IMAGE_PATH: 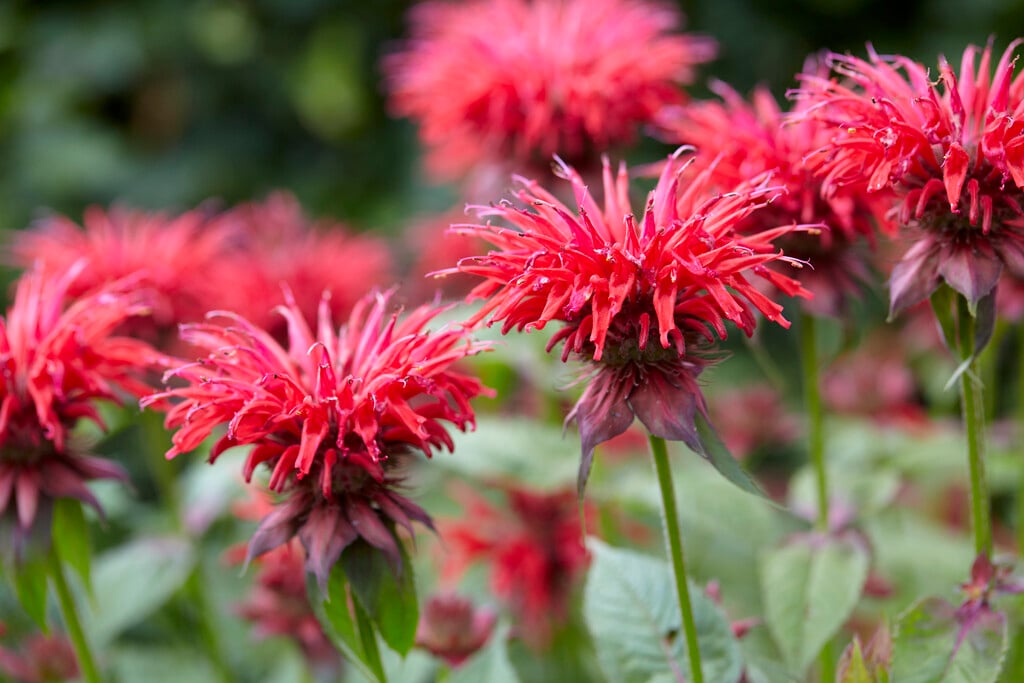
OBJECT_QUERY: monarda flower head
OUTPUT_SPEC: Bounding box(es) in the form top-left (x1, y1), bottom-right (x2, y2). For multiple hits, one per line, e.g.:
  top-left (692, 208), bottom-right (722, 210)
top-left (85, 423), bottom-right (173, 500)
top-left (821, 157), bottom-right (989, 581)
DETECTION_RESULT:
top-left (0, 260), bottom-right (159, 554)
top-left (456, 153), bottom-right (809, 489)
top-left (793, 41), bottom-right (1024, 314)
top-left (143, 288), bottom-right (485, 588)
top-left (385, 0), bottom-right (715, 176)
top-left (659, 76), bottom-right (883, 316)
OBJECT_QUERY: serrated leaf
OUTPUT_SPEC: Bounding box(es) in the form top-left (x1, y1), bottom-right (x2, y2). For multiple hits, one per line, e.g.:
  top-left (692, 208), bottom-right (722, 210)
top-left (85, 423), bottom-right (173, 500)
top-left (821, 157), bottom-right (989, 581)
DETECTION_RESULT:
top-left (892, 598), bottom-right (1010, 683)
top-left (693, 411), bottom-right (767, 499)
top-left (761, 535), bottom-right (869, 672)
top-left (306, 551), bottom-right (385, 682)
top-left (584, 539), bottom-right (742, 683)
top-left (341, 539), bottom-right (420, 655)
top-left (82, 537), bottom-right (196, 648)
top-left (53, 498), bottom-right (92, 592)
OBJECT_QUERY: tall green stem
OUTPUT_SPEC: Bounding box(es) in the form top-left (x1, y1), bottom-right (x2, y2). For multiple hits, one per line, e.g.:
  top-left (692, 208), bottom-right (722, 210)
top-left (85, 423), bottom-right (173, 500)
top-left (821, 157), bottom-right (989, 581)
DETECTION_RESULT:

········

▸ **What is required**: Copy all of the rows above, swapping every "multiple hits" for "several matches" and leaving everything else as it is. Omit the pictures from your answer.

▸ **Task answer**:
IMAGE_PATH: 
OBJECT_QUERY: monarda flower head
OUTPUT_SPEC: Bounding box(es) in the form top-left (x1, y1), bottom-right (x2, y2). For several matches, one per line, e.g.:
  top-left (692, 208), bottom-right (722, 210)
top-left (85, 423), bottom-right (173, 500)
top-left (821, 157), bottom-right (989, 581)
DETECTION_RESULT:
top-left (0, 260), bottom-right (159, 554)
top-left (456, 153), bottom-right (809, 489)
top-left (793, 41), bottom-right (1024, 314)
top-left (143, 288), bottom-right (485, 588)
top-left (385, 0), bottom-right (715, 176)
top-left (659, 76), bottom-right (883, 316)
OBJECT_QUERY: serrated leaf
OUTPUT_SPEC: Bounding box(es) in the form top-left (x1, y1), bottom-right (x2, y2). For several matches, one per line, e.g.:
  top-left (692, 208), bottom-right (722, 210)
top-left (85, 423), bottom-right (173, 500)
top-left (821, 157), bottom-right (989, 581)
DETECTION_RESULT:
top-left (892, 598), bottom-right (1010, 683)
top-left (693, 411), bottom-right (767, 499)
top-left (761, 535), bottom-right (869, 672)
top-left (306, 551), bottom-right (385, 682)
top-left (584, 539), bottom-right (742, 683)
top-left (341, 539), bottom-right (420, 655)
top-left (82, 537), bottom-right (196, 648)
top-left (53, 498), bottom-right (92, 592)
OBJECT_QUERY: tall green stem
OUTPUT_SPEC: Bounding box(es) in the form top-left (x1, y1), bottom-right (x2, y2). For several matches, one per line, e.g.:
  top-left (692, 208), bottom-right (722, 210)
top-left (85, 423), bottom-right (173, 500)
top-left (821, 157), bottom-right (989, 581)
DETECTION_RESULT:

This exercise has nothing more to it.